▸ **WHAT IS REQUIRED**
From the forum post about market data ticks, write out word for word the passage starting with "The vendor API" and going on through "right data structure).".

▸ **TEXT SECTION**

The Design of Software (CLOSED)

A public forum for discussing the design of software, from the user interface to the code architecture. Now closed.

The "Design of Software" discussion group has been merged with the main Joel on Software discussion group.

The archives will remain online indefinitely.

Consuming real-time market data ticks

I am writing an application (in C++) that will basically process a humongous amount of real time market data ticks from a vendor.  What is the best way to go about doing this?  I have so far come up with this:

The vendor API calls my application back on a separate thread with a pointer to a API-defined class object -- this is what they call a 'tick'.  I drop this tick into a std:queue (part of my problem is also deciding on the right data structure).

A reader thread which constantly monitors the queue, pulls out this tick and sends it to another dispatcher component that will take care of processing it.  The dispatcher could also run a pool of threads or something like that so that the reader thread doesn't stay blocked waiting for the dispatcher to complete its entire processing.

▸ **ROWS**
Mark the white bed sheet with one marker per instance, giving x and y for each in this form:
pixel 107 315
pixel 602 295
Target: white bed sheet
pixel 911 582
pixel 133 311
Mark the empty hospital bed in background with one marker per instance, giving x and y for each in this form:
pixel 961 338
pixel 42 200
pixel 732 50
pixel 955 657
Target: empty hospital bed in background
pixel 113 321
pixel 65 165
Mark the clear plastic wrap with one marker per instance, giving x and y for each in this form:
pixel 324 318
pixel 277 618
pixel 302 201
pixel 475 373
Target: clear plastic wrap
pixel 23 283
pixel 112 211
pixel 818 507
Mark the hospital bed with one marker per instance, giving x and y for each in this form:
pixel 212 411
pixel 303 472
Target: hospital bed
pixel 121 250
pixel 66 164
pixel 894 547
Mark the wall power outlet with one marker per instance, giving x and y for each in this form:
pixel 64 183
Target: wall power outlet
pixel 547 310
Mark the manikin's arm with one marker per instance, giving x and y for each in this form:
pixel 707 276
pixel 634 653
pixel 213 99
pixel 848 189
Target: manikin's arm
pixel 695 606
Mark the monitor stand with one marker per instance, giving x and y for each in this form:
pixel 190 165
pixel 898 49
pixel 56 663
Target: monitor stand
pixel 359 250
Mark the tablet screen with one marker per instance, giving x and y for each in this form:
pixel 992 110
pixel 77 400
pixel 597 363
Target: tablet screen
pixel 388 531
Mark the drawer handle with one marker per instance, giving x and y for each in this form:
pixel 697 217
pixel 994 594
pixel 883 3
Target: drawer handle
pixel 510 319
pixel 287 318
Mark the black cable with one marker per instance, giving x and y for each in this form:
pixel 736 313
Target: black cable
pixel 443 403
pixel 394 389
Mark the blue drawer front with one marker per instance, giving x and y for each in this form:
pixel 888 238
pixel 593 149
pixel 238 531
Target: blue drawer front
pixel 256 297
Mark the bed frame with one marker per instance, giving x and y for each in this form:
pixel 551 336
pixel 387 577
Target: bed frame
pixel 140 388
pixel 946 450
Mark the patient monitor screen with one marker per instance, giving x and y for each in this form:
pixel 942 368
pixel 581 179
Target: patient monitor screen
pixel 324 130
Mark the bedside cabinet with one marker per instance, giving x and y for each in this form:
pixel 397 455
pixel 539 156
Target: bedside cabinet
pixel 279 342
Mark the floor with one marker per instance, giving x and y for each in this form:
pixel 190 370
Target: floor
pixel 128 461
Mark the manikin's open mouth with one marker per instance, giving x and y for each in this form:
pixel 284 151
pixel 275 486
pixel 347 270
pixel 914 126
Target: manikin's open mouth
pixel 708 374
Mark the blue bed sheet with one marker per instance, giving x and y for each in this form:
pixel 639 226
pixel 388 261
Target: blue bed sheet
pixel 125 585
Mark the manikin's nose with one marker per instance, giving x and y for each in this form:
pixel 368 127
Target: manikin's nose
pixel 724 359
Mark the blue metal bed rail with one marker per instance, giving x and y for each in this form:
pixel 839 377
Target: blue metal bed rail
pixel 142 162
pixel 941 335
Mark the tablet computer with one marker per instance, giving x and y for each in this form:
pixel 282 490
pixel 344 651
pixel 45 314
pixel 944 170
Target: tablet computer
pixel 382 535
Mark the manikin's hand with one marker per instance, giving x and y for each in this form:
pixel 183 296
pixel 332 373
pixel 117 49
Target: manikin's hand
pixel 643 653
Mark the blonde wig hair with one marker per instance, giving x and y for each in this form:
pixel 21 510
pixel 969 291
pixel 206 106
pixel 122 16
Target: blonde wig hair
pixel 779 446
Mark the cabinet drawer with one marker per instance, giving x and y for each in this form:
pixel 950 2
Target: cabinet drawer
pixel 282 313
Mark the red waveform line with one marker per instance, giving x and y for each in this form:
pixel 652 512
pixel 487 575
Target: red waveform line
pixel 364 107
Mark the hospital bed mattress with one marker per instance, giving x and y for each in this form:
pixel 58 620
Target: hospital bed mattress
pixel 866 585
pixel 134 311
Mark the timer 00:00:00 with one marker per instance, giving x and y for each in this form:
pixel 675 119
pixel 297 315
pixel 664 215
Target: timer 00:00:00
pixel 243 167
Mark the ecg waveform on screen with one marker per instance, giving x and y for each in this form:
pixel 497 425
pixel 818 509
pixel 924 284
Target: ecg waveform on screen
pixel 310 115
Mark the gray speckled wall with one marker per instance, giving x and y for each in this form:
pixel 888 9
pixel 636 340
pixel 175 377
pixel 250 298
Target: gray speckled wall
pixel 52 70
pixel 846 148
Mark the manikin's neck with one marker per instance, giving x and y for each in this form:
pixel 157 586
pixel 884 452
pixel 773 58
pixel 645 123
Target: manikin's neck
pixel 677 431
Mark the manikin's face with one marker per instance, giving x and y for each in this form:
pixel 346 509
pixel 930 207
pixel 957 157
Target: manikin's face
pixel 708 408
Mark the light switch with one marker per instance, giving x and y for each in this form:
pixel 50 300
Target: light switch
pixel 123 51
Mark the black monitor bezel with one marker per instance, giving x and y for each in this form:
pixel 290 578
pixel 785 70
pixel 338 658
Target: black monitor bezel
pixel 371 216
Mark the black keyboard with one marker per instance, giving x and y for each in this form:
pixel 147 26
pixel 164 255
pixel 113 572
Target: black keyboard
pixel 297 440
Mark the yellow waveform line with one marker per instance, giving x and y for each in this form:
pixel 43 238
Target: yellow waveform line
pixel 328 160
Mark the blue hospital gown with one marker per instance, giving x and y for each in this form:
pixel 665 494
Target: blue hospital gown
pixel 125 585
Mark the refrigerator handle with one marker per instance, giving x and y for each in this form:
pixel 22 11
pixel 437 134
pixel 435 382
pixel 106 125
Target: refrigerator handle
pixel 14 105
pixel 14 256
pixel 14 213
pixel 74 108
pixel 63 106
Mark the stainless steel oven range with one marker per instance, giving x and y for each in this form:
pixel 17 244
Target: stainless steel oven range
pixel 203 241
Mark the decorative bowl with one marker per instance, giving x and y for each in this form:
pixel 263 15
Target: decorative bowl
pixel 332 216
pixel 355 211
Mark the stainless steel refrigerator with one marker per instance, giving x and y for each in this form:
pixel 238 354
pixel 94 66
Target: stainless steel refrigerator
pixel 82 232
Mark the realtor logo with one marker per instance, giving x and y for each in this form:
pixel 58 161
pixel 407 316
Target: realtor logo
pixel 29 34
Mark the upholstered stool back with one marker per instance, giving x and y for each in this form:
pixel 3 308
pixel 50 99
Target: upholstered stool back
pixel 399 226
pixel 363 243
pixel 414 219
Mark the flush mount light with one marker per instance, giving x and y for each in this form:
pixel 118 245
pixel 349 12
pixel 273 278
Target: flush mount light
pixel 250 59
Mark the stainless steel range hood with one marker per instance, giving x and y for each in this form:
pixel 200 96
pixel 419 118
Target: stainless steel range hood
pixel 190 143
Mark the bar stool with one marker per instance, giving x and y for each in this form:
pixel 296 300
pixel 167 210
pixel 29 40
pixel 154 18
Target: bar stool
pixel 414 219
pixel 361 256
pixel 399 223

▸ **ANSWER FOR THE TASK**
The vendor API calls my application back on a separate thread with a pointer to a API-defined class object -- this is what they call a 'tick'.  I drop this tick into a std:queue (part of my problem is also deciding on the right data structure).